§ **Reading passage**:
Health Minister Gan Kim Yong (fourth from right) presenting the National Clinical Excellence Team Award to Associate Professor Ronald Lee last night. The other winners of the National Medical Excellence Awards are (from left) Professor C. Rajasoorya, Dr C. Sivathasan, Associate Professor Tan Eng King, Associate Professor Tan Huay Cheem, Associate Professor Shirley Ooi, Dr Edgar Tay, Professor Lee Tat Leang, and Associate Professor Wong Kim Eng. -- ST PHOTO: STEPHANIE YEOW

THE doctor is in - and not just to treat patients.

In the case of Professor C. Rajasoorya, he also prepares lecture slides between seeing patients and takes time out after office hours to guide younger doctors.

For going the extra mile, the senior consultant in the department of general medicine at Khoo Teck Puat Hospital was named this year's recipient of the National Outstanding Clinician Educator Award given by the Ministry of Health (MOH).

He also conducts revision tutorials for final-year medical students and chairs the National Medical Undergraduate Curriculum Committee, which seeks to establish the standards across all three medical schools. 'The best reward for a teacher is when a student becomes better than you,' said the 55-year-old at the award ceremony held at Pan Pacific Hotel last night.

He and eight others were honoured at the annual National Medical Excellence Awards which recognises the efforts of health-care professionals to boost the standard of medical practice and clinical research.

The other awards were for National Outstanding Clinician Mentor, National Outstanding Clinician, National Outstanding Clinician Scientist and National Clinical Excellence Team.

The Outstanding Clinician Educator prize was added this year to encourage senior clinicians to pass on their skills and experience to junior doctors.

Professor K. Satku, director of medical services at MOH, said Singapore will aim to have 100 per cent of medical students move on to postgraduate qualifications in the future, up from about half now.

He added that this will mean an increasing need for educators who will play an important role in training the new crop of doctors and specialists.

The National Clinical Excellence Team Award was won by a team of four from the National University Hospital (NUH) and National University Heart Centre whose work reduced the time - by almost half - for heart attack patients to have their blocked arteries opened up through an inserted inflated balloon, from the moment they reach the hospital.

§ **Brief A**:
For each statement, say yes or no as to whether it agrees with the article on the National Medical Excellence Awards, and quote the words that decide it: (i) The Outstanding Clinician Educator prize was introduced this year. (ii) Professor C. Rajasoorya is 45 years old. (iii) The National Clinical Excellence Team Award went to a team of six.
§ **Brief B**:
Carry on the article on the National Medical Excellence Awards from the point where it stops.
The rows that follow are separate material and are unrelated to the article on the National Medical Excellence Awards.

[Records excerpted from a collection]
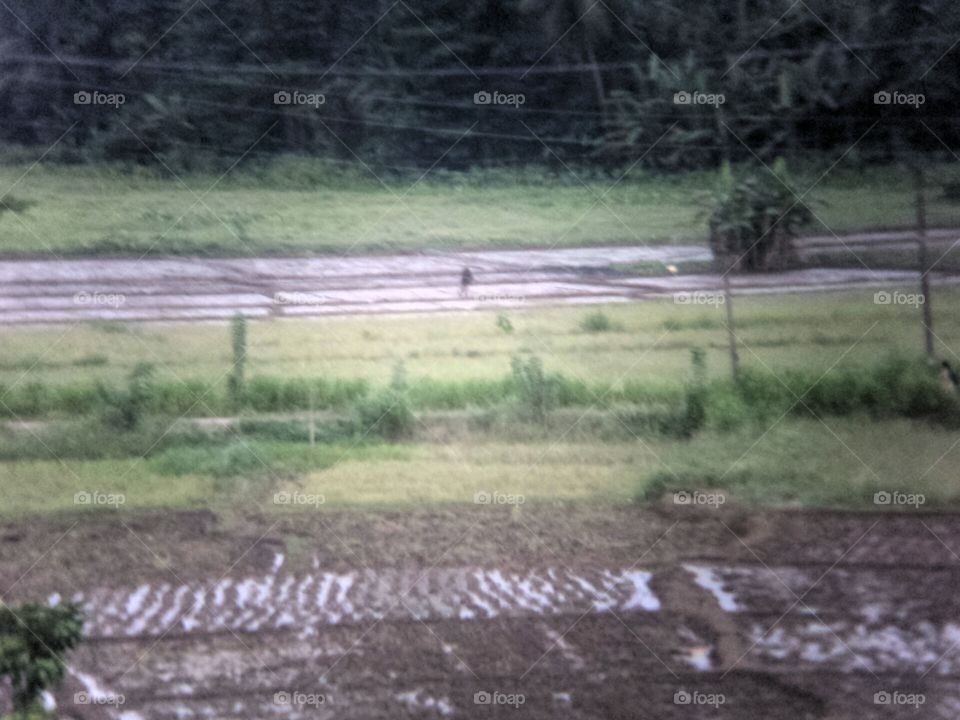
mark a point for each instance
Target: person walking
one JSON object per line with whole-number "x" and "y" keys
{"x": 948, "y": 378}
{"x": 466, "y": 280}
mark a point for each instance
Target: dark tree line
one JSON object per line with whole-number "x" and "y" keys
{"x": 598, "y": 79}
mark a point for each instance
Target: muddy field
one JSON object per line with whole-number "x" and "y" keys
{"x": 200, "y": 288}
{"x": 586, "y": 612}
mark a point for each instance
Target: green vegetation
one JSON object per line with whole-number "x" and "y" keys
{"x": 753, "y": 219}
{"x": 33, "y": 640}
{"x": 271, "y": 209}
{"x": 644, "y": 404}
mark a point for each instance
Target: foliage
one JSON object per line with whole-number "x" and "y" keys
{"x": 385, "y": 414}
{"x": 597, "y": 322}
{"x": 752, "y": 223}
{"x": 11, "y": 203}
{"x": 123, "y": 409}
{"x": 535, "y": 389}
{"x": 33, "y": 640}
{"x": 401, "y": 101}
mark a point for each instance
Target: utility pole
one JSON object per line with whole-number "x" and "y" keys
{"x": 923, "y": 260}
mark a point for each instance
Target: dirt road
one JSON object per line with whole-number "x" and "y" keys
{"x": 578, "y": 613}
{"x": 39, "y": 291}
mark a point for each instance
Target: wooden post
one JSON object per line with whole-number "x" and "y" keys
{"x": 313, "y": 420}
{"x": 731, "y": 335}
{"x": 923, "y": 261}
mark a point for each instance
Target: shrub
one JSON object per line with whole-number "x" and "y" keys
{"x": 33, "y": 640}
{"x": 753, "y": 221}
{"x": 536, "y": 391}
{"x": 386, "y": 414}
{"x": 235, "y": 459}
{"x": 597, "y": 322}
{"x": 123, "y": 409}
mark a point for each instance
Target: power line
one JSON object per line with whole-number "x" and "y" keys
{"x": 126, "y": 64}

§ **Written reply A**:
(i) Yes: "The Outstanding Clinician Educator prize was added this year"
(ii) No: "said the 55-year-old"
(iii) No: "a team of four from the National University Hospital (NUH) and National University Heart Centre"

§ **Written reply B**:
While the internationally recommended time is less than 90 minutes, the average time across all hospitals here was about 110 minutes from 2001 to 2003.

With the implementation of new operational and clinical processes at NUH, the time was reduced to 57 minutes at the end of last year.

Associate Professor Wong Kim Eng, 66, clinical director of the National Addictions Management Services at the Institute of Mental Health (IMH), was one of two recipients of the National Outstanding Clinician Mentor Award.

As co-chairman of the National Mental Health Committee, she helped to produce the first-ever National Mental Health Blueprint in 2005 which pushed for a greater focus in managing mental problems within the community.

Thanks to the new initiatives, it is now easier to discharge patients from IMH because families are able to get more support from community programmes, she said.

Professor Lee Tat Leang, 59, a senior consultant in the department of anaesthesia at the National University Hospital, received the other National Outstanding Clinician Mentor Award.

The others honoured were Dr C. Sivathasan, 62, co-director of the Heart and Lung Transplant programme at the National Heart Centre who took home the National Outstanding Clinician prize, and Associate Professor Tan Eng King, 46, a senior consultant at the National Neuroscience Institute who bagged the National Outstanding Clinician Scientist prize.